## Texte fourni

§ §

Défricher ce terrain prendra du temps…
Un mouvement est en marche qui doit persuader l’agriculteur que transmettre est nécessaire et se prépare. La Région, dès 2010 dans une vaste étude statistique, puis d’autres structures territoriales ou professionnelles s’unissent aujourd’hui pour faire passer ce message. Pas évident !
A l’initiative du parc naturel régional Scarpe-Escaut, une action «Transmission» pour une «agriculture plus autonome et solidaire» avec le CEDAPAS et le CIVAM d’Ille-et-Vilaine, était organisée. Ce «Pass’Transmission», formation de deux jours pour et avec les agriculteurs de ce territoire, devait informer des dispositions à prendre pour transmettre ou songer à le faire, et prendre la température sur une question qui n’est, à l’évidence, pas prioritaire chez les cultivateurs. Le Parc (le plus ancien de France et le seul à être transfrontalier) a délégué une permanente sur la question, Ségolène Frédière1, qui fait le lien avec plusieurs structures compétentes : le CEDAPAS (lieu d’études, de propositions et d’échange d’expériences datant de 2011), la Chambre régionale d’agriculture, le réseau InPPACT (accompagnement et recherche), la Safer. Un réseau «Transmission Installation», constitué d’agriculteurs sensibilisés, complète. Le Parc naturel entend s’investir dans cette dynamique, fort d’une nouvelle charte 2010-2022 qui élargit et enrichit son champ d’action, et faire avancer l’idée de transmettre.

§ §

## Données fournies
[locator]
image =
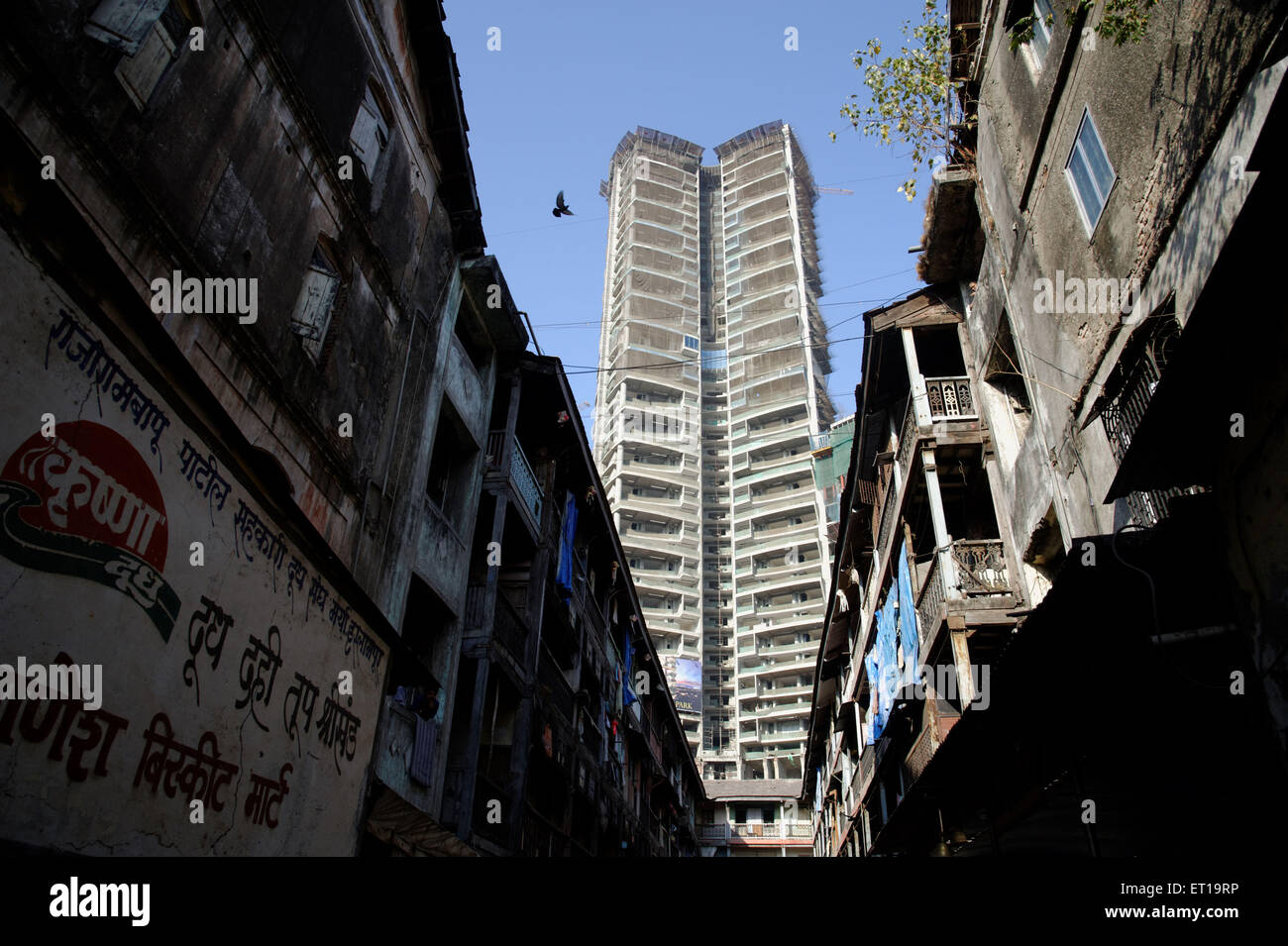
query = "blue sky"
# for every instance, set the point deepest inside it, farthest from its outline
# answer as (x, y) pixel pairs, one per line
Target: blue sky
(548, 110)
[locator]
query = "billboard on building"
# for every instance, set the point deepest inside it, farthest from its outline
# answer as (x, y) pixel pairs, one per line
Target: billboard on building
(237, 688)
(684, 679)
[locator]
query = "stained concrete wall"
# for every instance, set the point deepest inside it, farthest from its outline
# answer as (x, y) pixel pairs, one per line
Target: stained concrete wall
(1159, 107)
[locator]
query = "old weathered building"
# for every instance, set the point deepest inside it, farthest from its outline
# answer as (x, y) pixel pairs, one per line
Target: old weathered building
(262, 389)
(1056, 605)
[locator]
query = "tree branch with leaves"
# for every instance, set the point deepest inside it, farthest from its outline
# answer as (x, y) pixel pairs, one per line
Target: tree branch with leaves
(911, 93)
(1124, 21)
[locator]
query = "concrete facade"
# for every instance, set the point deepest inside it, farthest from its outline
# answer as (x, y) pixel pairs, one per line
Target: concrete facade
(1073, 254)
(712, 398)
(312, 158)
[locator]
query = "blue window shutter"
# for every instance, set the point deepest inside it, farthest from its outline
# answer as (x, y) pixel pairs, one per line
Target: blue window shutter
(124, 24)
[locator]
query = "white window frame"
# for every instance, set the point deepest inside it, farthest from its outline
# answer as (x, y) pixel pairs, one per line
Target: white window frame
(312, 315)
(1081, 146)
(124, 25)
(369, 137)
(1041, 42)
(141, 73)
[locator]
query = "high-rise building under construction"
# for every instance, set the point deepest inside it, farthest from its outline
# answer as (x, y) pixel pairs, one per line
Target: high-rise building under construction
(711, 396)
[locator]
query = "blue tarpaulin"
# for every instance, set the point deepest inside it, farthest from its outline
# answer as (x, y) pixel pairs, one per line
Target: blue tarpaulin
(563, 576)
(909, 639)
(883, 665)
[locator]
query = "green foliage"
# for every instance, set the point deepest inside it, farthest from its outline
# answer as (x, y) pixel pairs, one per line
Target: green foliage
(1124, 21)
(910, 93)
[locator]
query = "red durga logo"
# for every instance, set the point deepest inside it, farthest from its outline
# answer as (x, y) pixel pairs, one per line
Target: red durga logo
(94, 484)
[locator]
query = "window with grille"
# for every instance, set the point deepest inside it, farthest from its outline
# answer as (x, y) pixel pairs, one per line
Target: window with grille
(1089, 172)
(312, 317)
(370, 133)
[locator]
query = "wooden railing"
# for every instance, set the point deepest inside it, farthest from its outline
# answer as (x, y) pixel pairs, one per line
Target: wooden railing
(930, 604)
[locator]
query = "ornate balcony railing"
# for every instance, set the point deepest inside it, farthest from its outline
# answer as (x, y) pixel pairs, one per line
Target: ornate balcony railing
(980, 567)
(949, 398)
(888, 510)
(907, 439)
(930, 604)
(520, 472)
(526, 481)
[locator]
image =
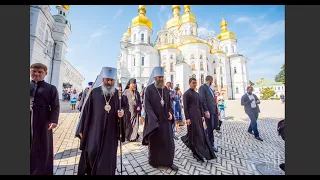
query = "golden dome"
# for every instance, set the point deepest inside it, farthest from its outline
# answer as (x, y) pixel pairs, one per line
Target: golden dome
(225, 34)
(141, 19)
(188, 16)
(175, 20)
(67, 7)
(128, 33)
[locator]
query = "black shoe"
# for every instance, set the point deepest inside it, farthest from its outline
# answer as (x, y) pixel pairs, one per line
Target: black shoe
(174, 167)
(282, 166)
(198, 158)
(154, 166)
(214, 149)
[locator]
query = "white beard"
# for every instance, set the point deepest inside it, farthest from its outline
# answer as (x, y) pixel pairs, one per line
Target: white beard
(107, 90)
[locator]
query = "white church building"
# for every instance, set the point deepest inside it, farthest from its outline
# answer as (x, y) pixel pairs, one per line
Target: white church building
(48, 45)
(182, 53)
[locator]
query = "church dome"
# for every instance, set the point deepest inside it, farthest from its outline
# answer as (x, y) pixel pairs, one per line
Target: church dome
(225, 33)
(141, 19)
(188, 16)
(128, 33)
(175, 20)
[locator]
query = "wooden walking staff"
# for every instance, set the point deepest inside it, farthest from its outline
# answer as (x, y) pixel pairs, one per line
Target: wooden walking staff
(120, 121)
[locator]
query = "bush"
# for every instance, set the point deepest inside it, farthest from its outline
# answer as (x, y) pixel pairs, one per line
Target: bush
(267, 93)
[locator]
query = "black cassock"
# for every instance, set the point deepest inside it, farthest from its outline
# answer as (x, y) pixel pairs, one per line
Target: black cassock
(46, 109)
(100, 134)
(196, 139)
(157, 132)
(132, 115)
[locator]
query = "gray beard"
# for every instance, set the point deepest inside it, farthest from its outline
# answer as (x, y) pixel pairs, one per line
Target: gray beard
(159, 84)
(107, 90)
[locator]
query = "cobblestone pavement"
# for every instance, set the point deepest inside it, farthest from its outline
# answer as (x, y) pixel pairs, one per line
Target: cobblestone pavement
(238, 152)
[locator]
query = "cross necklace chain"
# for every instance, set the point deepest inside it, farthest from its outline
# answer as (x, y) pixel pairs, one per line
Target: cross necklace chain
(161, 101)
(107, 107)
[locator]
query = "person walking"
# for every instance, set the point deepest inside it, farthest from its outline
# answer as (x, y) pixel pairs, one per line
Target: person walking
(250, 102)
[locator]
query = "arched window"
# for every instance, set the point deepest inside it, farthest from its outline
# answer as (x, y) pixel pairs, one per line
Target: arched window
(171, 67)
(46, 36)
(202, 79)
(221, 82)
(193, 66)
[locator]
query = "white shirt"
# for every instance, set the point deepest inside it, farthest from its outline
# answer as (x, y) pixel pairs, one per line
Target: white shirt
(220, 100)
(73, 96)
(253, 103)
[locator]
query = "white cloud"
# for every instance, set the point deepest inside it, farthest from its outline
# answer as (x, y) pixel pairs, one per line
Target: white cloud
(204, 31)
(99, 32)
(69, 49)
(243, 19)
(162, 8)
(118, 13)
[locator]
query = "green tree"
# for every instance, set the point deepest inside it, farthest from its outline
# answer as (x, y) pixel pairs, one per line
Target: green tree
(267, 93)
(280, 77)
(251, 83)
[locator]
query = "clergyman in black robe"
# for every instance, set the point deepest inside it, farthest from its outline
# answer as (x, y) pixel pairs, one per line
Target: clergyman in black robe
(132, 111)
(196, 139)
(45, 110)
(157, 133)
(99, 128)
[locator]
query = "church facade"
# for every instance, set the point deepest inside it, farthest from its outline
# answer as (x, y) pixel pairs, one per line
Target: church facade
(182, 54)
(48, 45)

§ §

## À faire
Recopiez mot pour mot le passage du texte sur la transmission des fermes, en commençant par « Défricher ce terrain » et en allant jusqu'à « Pas évident ! ». Les enregistrements ne servent à rien ici.

## Résultat
Défricher ce terrain prendra du temps…
Un mouvement est en marche qui doit persuader l’agriculteur que transmettre est nécessaire et se prépare. La Région, dès 2010 dans une vaste étude statistique, puis d’autres structures territoriales ou professionnelles s’unissent aujourd’hui pour faire passer ce message. Pas évident !